**WHAT IS REQUIRED**
Emit the line that holds "For every instance of the red shirt, the" and all lines following it through the end of the data, verbatim, and nothing else.

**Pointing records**
= = = = = = =

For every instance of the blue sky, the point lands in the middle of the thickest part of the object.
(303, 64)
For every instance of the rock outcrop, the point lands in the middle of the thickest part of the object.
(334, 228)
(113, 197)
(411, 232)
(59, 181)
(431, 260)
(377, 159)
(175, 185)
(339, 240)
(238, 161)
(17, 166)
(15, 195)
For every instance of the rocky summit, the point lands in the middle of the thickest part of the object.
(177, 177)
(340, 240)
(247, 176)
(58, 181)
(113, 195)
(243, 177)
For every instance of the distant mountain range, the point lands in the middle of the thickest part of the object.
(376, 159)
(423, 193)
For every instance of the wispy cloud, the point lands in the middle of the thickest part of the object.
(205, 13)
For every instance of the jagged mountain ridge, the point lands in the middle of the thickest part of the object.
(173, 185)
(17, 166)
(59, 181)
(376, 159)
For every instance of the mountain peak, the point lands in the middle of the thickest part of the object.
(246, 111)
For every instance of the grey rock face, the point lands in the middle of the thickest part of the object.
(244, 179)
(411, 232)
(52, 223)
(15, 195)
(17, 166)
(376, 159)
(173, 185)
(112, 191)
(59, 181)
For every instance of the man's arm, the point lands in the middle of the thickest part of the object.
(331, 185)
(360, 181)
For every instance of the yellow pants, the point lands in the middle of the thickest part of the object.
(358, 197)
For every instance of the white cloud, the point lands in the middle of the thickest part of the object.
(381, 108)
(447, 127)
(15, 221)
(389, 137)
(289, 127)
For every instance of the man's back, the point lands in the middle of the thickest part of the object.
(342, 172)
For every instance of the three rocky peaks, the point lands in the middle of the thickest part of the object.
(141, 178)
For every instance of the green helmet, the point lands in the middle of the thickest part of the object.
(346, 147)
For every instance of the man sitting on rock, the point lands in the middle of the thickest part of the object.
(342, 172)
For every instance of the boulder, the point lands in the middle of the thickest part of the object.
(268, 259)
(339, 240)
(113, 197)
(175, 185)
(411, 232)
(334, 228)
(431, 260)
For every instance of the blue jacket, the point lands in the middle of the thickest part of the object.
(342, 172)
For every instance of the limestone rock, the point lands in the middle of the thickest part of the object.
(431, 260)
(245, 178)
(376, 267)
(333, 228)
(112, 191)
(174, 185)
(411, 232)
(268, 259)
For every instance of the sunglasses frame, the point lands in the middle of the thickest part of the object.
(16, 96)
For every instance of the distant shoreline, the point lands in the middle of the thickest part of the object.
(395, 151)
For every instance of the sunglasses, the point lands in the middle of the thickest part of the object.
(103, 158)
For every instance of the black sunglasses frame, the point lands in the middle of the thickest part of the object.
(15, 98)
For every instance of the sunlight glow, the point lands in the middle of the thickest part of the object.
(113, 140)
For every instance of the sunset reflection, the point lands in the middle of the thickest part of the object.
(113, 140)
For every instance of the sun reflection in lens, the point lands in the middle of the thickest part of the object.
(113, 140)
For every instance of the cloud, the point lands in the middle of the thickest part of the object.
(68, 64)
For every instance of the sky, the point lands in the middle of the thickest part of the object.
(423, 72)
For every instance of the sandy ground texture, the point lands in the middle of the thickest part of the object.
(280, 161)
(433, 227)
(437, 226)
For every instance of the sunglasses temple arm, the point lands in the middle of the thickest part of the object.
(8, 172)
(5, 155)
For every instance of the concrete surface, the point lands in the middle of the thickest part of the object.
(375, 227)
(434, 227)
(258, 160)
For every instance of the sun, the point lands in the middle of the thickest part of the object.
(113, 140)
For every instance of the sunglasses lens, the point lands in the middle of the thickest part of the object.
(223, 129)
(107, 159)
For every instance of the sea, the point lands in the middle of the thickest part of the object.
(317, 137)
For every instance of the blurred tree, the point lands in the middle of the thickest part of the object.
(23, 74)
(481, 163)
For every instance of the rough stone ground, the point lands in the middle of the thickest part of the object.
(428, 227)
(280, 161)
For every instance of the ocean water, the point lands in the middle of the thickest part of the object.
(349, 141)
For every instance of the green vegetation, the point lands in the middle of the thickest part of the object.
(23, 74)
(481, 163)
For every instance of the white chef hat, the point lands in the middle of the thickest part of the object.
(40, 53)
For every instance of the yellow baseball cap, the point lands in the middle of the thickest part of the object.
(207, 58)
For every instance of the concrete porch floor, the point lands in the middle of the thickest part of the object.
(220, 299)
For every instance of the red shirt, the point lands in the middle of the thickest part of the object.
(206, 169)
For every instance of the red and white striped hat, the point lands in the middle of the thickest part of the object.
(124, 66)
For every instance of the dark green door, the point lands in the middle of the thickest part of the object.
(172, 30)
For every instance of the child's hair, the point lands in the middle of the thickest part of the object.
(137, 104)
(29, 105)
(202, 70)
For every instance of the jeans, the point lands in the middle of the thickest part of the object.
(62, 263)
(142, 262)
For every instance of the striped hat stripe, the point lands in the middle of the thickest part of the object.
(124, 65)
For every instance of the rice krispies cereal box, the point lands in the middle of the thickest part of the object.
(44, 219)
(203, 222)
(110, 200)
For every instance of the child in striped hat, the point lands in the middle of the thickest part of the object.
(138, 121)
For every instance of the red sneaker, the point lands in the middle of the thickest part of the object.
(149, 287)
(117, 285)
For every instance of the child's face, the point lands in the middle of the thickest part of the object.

= = = = = = =

**SOLUTION FOR THIS TASK**
For every instance of the red shirt, the point lands in the middle of the thickest part of the object.
(206, 169)
For every instance of the red and white striped hat, the point lands in the middle of the thickest part of the object.
(124, 66)
For every instance of the dark green door, the point lands in the middle of the thickest part of the object.
(172, 30)
For every instance of the child's hair, the point lands in the middle of the thickest part of the object.
(137, 104)
(29, 105)
(202, 70)
For every instance of the jeans, the point lands in the middle of the thickest part of the object.
(62, 263)
(142, 262)
For every instance of the striped hat stripe, the point lands in the middle of the thickest part of the object.
(124, 65)
For every instance of the rice krispies cereal box, the point lands in the middle of the thickest part of the object.
(44, 219)
(203, 222)
(110, 200)
For every instance of the child in striped hat, the point lands in the middle of the thickest part of the object.
(138, 121)
For every instance of the red sneaker, the point lands in the middle of the thickest part of the object.
(149, 287)
(117, 285)
For every instance of the child's face, the point lands in the middle of the thickest part of the object.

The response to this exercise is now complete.